# start of Supplied material
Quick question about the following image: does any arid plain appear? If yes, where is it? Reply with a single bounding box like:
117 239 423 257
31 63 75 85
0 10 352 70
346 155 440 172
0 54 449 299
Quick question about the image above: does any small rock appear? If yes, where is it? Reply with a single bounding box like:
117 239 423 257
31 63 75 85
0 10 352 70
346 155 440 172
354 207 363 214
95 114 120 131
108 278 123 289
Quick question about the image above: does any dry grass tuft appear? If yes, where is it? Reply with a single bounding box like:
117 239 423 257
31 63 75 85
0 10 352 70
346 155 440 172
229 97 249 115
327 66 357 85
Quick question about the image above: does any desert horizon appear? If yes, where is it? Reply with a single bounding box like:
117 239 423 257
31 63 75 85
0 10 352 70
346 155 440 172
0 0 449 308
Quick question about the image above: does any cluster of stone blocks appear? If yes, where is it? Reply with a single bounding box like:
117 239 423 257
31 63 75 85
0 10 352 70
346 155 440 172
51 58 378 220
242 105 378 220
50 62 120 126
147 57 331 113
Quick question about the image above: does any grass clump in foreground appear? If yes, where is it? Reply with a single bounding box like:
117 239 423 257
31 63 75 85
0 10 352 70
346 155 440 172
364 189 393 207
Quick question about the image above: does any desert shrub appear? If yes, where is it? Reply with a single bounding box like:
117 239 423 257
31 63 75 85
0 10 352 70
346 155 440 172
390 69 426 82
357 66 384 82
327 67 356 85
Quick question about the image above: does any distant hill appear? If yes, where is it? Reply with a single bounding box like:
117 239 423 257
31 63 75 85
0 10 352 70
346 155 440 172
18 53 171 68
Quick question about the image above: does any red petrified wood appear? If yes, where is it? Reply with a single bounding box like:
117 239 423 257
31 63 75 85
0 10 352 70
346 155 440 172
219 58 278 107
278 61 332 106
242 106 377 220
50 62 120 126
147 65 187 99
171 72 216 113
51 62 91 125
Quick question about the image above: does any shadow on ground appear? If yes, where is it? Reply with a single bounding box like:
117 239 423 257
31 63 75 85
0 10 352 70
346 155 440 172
# end of Supplied material
Write out all of the entries above line by line, reproducing each one word for word.

• [Response]:
Quick question about the following image: does any arid plain appear? If yes, where is it? Reply with a single bounding box like:
117 239 423 257
31 63 75 85
0 10 352 70
346 155 440 172
0 54 449 299
Quick question about the image above: does any small rock appear? If yes, where is it? Reply with a single bounding box like:
117 239 423 257
31 63 75 85
0 10 352 70
346 155 440 172
354 207 363 214
95 114 120 131
108 278 123 289
Quick question about the image above: does any dry grass tuft appear? If yes, where is it? Reply with a single bounding box like:
117 239 423 257
31 63 75 85
0 10 352 70
346 155 440 172
229 97 249 115
327 66 357 85
Quick question about the image above: does any desert horizon appear? If yes, where is it? Reply with a single bounding box like:
117 239 423 257
31 63 75 85
0 10 352 70
346 155 440 172
0 0 449 308
Quick question about the image above: does any cluster of stone blocks appear? If yes, where is it? Reply with a single bounding box like:
117 239 423 257
31 63 75 85
0 10 352 70
346 155 440 172
51 58 378 220
242 105 378 220
50 62 120 126
147 57 331 113
Quick question about the image above: does any grass clump in foreground appear? If yes, where is it? Reply with a single bounding box like:
117 239 423 257
31 63 75 85
0 10 352 70
346 155 440 172
364 189 393 207
Quick question about the image above: does any desert shrub appear? If yes, where is it? Reply with a single bounding box like:
117 239 423 257
31 63 75 85
0 10 352 70
346 155 440 172
390 69 426 82
357 66 384 82
327 67 356 85
Quick question about the image above: does any distant hill appear? If yes, where is it? Reply with a single bounding box like:
117 239 423 257
31 63 75 85
0 10 352 70
346 155 440 172
18 53 171 68
Quick question about the image above: does any red petrified wood appear? If yes, where is it? Reply with a single bounding box like:
117 239 423 257
31 63 75 85
0 10 352 70
346 155 440 172
219 58 278 107
278 61 332 106
242 106 377 220
50 62 120 126
147 65 187 99
171 72 216 113
51 62 91 125
Quick question about the image above: does any shadow on ground appear? If yes, where is it? Reply with a single bounding box like:
117 239 423 257
31 63 75 85
0 10 352 70
346 155 440 172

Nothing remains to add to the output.